** Begin **

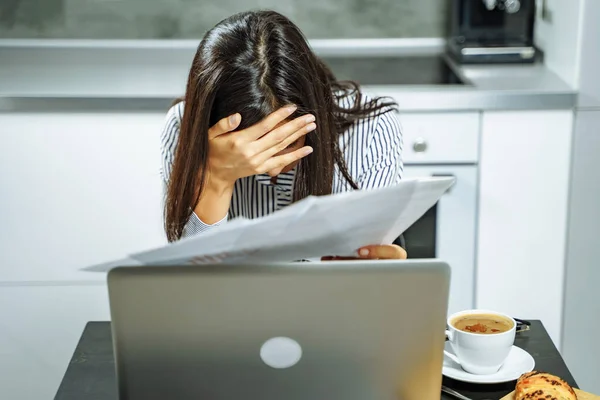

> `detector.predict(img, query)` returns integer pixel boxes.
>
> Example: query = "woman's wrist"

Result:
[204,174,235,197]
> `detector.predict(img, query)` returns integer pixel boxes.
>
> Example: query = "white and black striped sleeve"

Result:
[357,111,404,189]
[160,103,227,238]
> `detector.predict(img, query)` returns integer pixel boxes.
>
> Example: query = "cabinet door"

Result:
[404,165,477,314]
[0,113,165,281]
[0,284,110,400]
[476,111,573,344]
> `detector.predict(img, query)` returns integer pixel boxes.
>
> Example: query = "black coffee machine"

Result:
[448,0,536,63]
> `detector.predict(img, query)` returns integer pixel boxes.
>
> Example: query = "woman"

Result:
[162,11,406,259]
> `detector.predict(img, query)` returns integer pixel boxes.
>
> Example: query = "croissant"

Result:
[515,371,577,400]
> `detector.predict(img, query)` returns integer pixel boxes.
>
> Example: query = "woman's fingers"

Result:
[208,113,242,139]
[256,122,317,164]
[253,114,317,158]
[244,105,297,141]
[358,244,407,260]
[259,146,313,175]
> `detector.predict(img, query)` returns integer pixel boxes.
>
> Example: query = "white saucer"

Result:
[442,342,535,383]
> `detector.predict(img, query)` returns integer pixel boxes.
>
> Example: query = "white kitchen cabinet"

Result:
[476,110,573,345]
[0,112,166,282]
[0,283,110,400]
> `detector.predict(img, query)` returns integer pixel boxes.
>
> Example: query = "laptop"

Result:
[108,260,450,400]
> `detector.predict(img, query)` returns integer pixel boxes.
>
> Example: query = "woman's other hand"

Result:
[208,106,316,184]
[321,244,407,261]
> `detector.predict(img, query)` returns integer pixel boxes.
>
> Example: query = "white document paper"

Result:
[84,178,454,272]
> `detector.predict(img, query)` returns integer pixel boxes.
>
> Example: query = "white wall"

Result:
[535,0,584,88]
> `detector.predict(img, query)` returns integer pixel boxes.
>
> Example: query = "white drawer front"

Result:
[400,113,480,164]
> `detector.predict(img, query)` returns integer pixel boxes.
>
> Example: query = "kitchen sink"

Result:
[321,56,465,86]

** End **
** Begin **

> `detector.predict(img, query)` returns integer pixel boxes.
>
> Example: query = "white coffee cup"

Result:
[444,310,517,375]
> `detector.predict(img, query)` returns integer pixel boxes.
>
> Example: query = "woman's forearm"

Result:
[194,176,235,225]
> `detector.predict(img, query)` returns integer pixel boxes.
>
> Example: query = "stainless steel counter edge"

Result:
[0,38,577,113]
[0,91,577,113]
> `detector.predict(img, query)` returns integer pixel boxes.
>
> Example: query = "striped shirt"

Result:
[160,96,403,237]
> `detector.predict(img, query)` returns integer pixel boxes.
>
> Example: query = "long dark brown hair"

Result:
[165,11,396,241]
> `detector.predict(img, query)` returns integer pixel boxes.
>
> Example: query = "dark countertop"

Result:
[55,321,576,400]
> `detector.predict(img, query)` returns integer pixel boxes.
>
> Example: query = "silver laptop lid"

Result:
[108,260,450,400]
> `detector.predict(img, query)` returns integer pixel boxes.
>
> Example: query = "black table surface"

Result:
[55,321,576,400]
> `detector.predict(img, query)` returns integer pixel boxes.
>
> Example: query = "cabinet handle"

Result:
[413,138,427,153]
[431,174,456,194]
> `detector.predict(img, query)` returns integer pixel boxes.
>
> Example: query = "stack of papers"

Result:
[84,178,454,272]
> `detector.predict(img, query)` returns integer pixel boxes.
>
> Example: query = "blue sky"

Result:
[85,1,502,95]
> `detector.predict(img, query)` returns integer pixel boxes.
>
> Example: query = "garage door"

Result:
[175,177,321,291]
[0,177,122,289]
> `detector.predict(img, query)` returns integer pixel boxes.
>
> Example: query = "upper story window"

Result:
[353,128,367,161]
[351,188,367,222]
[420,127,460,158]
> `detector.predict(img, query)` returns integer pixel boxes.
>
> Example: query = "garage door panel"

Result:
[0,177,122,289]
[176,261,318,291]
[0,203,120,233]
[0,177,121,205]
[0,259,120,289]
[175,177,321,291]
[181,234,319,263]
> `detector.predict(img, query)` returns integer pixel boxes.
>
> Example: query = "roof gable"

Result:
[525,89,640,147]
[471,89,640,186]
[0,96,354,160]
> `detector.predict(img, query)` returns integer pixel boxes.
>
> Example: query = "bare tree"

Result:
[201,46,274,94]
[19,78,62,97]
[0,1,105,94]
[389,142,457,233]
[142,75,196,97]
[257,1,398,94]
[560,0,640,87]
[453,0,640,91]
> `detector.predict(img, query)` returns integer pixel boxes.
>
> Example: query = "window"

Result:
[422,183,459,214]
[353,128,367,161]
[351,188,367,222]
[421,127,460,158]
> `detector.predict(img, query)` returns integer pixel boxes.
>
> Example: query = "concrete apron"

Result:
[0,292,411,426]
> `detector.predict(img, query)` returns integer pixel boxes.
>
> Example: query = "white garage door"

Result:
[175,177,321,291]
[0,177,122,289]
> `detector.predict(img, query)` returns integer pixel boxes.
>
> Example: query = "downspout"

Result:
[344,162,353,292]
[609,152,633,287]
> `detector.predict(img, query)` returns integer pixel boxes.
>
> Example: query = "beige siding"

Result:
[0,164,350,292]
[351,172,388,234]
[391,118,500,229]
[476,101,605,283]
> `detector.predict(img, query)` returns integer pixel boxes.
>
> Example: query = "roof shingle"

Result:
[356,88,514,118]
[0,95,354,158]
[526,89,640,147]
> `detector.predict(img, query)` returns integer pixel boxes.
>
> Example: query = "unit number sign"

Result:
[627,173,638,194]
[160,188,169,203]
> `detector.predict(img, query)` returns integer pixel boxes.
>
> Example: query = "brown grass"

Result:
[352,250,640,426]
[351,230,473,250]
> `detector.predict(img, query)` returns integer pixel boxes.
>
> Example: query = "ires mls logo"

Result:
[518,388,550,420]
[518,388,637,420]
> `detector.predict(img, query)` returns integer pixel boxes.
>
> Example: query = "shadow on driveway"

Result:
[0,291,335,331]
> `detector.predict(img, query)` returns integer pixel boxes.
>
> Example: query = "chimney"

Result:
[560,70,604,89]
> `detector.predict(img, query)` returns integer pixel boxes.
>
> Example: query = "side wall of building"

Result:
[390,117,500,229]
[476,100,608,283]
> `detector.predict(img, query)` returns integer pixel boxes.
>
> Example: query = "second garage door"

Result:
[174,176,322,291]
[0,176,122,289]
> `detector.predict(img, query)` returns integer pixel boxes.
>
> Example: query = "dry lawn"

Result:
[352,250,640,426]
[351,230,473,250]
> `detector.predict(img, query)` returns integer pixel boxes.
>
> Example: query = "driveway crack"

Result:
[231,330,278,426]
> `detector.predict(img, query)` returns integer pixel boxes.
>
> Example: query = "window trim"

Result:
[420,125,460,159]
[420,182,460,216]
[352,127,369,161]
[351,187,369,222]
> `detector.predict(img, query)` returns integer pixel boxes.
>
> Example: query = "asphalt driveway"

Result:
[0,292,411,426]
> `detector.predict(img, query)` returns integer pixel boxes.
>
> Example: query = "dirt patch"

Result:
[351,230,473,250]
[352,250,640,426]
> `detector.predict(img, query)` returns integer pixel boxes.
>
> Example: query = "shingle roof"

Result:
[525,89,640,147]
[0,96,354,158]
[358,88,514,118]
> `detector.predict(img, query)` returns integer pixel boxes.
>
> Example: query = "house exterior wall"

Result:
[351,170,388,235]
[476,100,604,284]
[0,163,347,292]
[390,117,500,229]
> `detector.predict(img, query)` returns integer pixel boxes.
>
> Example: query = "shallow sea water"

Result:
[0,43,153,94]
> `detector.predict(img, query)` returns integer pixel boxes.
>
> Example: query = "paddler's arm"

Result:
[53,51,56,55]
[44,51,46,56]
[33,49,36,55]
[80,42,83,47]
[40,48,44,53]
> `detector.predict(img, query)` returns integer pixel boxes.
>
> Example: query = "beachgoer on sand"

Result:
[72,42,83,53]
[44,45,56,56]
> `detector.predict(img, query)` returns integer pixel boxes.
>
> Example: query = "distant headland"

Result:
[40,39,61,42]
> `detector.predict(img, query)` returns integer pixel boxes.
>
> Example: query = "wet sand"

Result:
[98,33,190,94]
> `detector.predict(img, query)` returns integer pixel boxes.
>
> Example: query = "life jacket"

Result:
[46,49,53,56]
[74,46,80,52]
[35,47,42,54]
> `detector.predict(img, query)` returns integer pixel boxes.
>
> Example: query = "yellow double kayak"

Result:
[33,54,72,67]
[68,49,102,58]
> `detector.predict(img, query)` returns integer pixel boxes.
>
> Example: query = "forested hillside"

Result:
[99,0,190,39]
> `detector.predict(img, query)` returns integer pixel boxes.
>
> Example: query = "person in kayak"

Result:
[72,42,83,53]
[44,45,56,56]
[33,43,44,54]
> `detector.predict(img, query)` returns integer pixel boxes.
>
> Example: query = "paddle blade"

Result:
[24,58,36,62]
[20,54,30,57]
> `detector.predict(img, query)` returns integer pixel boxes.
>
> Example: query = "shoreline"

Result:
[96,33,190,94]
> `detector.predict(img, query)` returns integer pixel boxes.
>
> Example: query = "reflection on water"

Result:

** End **

> SET EXERCISE: How many lines in the records contain the string "laptop"? Case counts. Reply with the number only.

> RESPONSE TO THE EXERCISE: 2